### Problem statement
Print the listing in full, keeping every line exactly as it is.
Start of Data for this exercise
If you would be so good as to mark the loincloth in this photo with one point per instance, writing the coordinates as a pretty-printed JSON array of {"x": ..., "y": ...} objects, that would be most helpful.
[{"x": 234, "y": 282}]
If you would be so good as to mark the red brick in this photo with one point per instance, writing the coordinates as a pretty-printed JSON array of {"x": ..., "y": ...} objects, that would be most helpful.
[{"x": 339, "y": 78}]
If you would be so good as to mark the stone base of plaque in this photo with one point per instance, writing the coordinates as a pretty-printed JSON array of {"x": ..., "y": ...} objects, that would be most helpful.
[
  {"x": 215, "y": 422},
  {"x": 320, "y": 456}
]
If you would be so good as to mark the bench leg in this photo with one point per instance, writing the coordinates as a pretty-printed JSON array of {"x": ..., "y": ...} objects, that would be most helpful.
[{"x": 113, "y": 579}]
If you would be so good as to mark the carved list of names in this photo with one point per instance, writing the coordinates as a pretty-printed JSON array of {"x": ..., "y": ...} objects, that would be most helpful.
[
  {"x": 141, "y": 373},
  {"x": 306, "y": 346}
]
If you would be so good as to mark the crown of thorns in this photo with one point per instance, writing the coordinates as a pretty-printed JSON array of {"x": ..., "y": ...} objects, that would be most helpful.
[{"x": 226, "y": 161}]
End of Data for this exercise
### Solution to this problem
If you would be so good as to mark the loincloth in this photo with one point per instance, writing the coordinates as a pretty-printed JSON array of {"x": ..., "y": ...} objects, that would be most helpful.
[{"x": 234, "y": 282}]
If you would be so good as to mark the red brick in this photo with one point per instance, writing the coordinates as a pretty-printed JSON array of {"x": ..., "y": ...} objects, that would be most helpful.
[{"x": 339, "y": 78}]
If you would be so good as to mark the stone base of plaque in this photo with one point per instance, writing the coordinates as a pretty-printed JSON array of {"x": ..., "y": ...} objects, that would be most helpful.
[
  {"x": 215, "y": 422},
  {"x": 320, "y": 456}
]
If you would be so good as to mark the bench leg in this photo with one point per instance, writing the coordinates as a pretty-printed JSON array of {"x": ..., "y": ...} objects, that would be most helpful.
[{"x": 113, "y": 579}]
If you would be so good as to mark the carved list of names in this photo with one point per instance, writing the coordinates as a pretty-printed JSON array of {"x": ..., "y": ...} objects, that would be most helpful.
[
  {"x": 141, "y": 373},
  {"x": 306, "y": 346}
]
If you would be so good as to mark the crown of thorns in this photo with one point per instance, writing the coordinates as a pretty-printed JSON array of {"x": ..., "y": ...} objects, that would be most helpful.
[{"x": 226, "y": 161}]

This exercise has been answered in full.